#### [Goal of the exercise]
Rewrite the entries below as a Markdown table with two columns, Row and Line: number each line in order and skip blank lines. Leave the pictures out of the answer.

[Start]

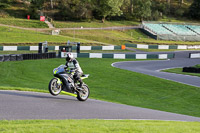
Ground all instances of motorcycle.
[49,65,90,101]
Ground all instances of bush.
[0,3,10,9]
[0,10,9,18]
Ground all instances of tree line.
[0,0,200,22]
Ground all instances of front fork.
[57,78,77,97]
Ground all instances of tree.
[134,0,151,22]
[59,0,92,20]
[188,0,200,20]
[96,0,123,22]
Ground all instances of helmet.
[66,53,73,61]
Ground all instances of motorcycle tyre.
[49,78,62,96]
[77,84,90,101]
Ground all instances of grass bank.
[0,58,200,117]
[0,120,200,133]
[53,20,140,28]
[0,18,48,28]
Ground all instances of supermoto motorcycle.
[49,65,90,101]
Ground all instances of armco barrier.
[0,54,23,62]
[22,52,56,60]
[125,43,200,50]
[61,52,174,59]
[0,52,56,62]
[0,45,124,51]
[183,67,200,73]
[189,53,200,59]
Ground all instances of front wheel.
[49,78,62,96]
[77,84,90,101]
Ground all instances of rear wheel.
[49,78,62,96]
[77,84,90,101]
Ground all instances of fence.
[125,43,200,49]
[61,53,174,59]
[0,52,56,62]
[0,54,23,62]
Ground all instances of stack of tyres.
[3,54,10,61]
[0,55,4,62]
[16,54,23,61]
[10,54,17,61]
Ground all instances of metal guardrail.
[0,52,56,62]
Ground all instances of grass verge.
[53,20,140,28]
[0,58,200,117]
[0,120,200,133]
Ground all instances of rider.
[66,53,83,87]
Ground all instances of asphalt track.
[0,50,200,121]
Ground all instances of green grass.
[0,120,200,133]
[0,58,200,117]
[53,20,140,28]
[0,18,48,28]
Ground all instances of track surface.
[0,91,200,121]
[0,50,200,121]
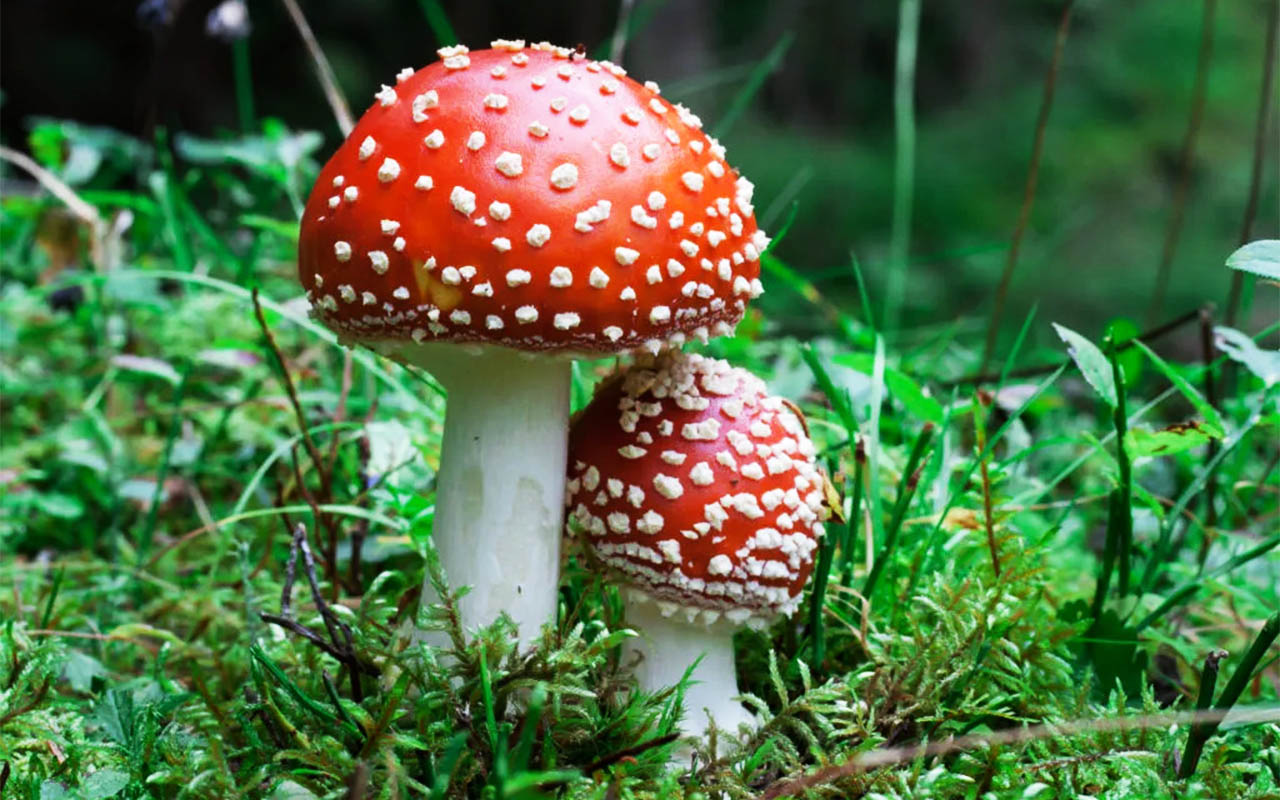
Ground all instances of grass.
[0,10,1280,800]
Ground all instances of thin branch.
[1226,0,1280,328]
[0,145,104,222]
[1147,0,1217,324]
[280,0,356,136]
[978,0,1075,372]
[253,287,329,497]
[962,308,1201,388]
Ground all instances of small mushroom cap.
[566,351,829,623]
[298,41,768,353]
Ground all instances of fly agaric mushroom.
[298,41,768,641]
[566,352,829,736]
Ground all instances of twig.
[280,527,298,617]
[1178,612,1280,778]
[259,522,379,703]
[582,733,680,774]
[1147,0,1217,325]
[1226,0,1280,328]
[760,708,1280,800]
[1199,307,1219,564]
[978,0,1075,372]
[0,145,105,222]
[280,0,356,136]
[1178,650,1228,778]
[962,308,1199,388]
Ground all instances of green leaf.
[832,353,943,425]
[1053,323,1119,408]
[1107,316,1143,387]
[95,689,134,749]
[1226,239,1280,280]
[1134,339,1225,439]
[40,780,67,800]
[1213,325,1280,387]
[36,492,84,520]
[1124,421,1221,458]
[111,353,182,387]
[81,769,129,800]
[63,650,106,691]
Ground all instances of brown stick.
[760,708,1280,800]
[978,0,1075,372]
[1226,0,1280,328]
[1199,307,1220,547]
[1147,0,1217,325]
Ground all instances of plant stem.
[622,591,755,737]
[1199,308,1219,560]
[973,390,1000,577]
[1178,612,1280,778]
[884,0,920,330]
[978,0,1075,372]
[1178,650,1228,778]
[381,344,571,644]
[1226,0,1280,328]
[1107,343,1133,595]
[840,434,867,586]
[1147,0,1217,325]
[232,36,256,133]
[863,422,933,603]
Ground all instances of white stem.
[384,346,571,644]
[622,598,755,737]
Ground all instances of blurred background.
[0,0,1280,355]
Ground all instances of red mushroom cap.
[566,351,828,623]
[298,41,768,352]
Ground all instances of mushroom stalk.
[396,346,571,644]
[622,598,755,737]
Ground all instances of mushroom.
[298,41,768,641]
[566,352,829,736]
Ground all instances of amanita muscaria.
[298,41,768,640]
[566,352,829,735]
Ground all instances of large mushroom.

[End]

#### [Response to this exercise]
| Row | Line |
|---|---|
| 1 | Ground all instances of motorcycle. |
| 2 | [49,65,90,101] |
| 3 | Ground all instances of bush. |
| 4 | [0,3,10,9] |
| 5 | [0,10,9,18] |
| 6 | Ground all instances of tree line. |
| 7 | [0,0,200,22] |
| 8 | Ground all instances of front fork. |
| 9 | [57,78,77,97] |
| 10 | Ground all instances of tree. |
| 11 | [134,0,151,22] |
| 12 | [59,0,92,20] |
| 13 | [188,0,200,20] |
| 14 | [96,0,123,22] |
| 15 | Ground all instances of helmet. |
| 16 | [66,53,73,61] |
| 17 | Ground all instances of motorcycle tyre. |
| 18 | [49,78,62,96] |
| 19 | [77,84,90,101] |
| 20 | Ground all instances of grass bank. |
| 21 | [0,58,200,117] |
| 22 | [0,120,200,133] |
| 23 | [53,20,140,28] |
| 24 | [0,18,48,28] |
| 25 | Ground all instances of supermoto motorcycle. |
| 26 | [49,65,90,101] |
| 27 | Ground all instances of armco barrier. |
| 28 | [0,54,23,62] |
| 29 | [22,52,56,60] |
| 30 | [125,43,200,50] |
| 31 | [61,52,174,59] |
| 32 | [0,52,56,62] |
| 33 | [0,45,124,51] |
| 34 | [183,67,200,73] |
| 35 | [189,53,200,59] |
| 36 | Ground all instances of front wheel. |
| 37 | [49,78,62,96] |
| 38 | [77,84,90,101] |
| 39 | Ground all instances of rear wheel. |
| 40 | [49,78,62,96] |
| 41 | [77,84,90,101] |
| 42 | Ground all instances of fence. |
| 43 | [125,43,200,49] |
| 44 | [61,53,174,59] |
| 45 | [0,52,56,62] |
| 46 | [0,54,23,62] |
| 47 | Ground all instances of stack of tyres. |
| 48 | [3,54,10,61] |
| 49 | [0,55,4,62] |
| 50 | [16,54,23,61] |
| 51 | [10,54,17,61] |
| 52 | Ground all instances of metal guardrail. |
| 53 | [0,52,56,62] |
| 54 | Ground all instances of grass verge. |
| 55 | [53,20,140,28] |
| 56 | [0,58,200,117] |
| 57 | [0,120,200,133] |
| 58 | Ground all instances of rider. |
| 59 | [66,53,83,87] |
| 60 | Ground all instances of asphalt track. |
| 61 | [0,50,200,121] |
| 62 | Ground all instances of green grass. |
| 63 | [0,120,200,133] |
| 64 | [0,58,200,117] |
| 65 | [53,20,140,28] |
| 66 | [0,18,48,28] |
| 67 | Ground all instances of track surface. |
| 68 | [0,91,200,121] |
| 69 | [0,50,200,121] |
| 70 | Ground all instances of grass. |
| 71 | [0,10,1280,800] |
| 72 | Ground all instances of thin branch. |
| 73 | [1226,0,1280,328] |
| 74 | [0,145,104,222] |
| 75 | [1147,0,1217,324] |
| 76 | [280,0,356,136] |
| 77 | [978,0,1075,372] |
| 78 | [253,287,329,497] |
| 79 | [962,308,1201,388] |
| 80 | Ground all instances of small mushroom cap. |
| 81 | [566,351,829,623] |
| 82 | [298,41,768,353] |
| 83 | Ground all instances of fly agaric mushroom. |
| 84 | [298,41,768,641] |
| 85 | [566,352,829,736] |
| 86 | Ground all instances of twig. |
| 87 | [280,527,298,617] |
| 88 | [1178,612,1280,778] |
| 89 | [259,522,379,703] |
| 90 | [582,733,680,774] |
| 91 | [1147,0,1217,325] |
| 92 | [1226,0,1280,328] |
| 93 | [760,708,1280,800] |
| 94 | [1199,307,1219,564] |
| 95 | [978,0,1075,372] |
| 96 | [0,145,105,222] |
| 97 | [280,0,356,136] |
| 98 | [1178,650,1228,778] |
| 99 | [962,308,1199,388] |
| 100 | Ground all instances of green leaf. |
| 101 | [832,353,943,425] |
| 102 | [1053,323,1119,408] |
| 103 | [1107,316,1143,387] |
| 104 | [95,689,134,749] |
| 105 | [1226,239,1280,280] |
| 106 | [1134,339,1225,439] |
| 107 | [40,780,67,800] |
| 108 | [1213,325,1280,387] |
| 109 | [36,492,84,520] |
| 110 | [1124,421,1221,458] |
| 111 | [111,353,182,387] |
| 112 | [81,769,129,800] |
| 113 | [63,650,106,691] |
| 114 | Ground all instances of brown stick. |
| 115 | [760,708,1280,800] |
| 116 | [978,0,1075,372] |
| 117 | [1226,0,1280,328] |
| 118 | [1199,307,1220,547] |
| 119 | [1147,0,1217,325] |
| 120 | Ground all instances of plant stem. |
| 121 | [622,591,755,737] |
| 122 | [1199,308,1219,560] |
| 123 | [973,390,1000,577] |
| 124 | [1178,612,1280,778] |
| 125 | [884,0,920,330] |
| 126 | [978,0,1075,372] |
| 127 | [1178,650,1228,778] |
| 128 | [381,344,571,644] |
| 129 | [1226,0,1280,328] |
| 130 | [1107,343,1133,595] |
| 131 | [840,434,867,586] |
| 132 | [1147,0,1217,325] |
| 133 | [232,36,256,133] |
| 134 | [863,422,933,603] |
| 135 | Ground all instances of white stem. |
| 136 | [384,346,571,644] |
| 137 | [622,598,755,737] |
| 138 | Ground all instances of blurred background. |
| 139 | [0,0,1280,355] |
| 140 | Ground all instances of red mushroom cap. |
| 141 | [566,351,828,623] |
| 142 | [298,41,768,352] |
| 143 | Ground all instances of mushroom stalk. |
| 144 | [396,346,571,644] |
| 145 | [622,598,755,737] |
| 146 | Ground all instances of mushroom. |
| 147 | [298,41,768,641] |
| 148 | [566,352,829,736] |
| 149 | Ground all instances of amanita muscaria. |
| 150 | [298,41,768,640] |
| 151 | [566,352,829,735] |
| 152 | Ground all instances of large mushroom. |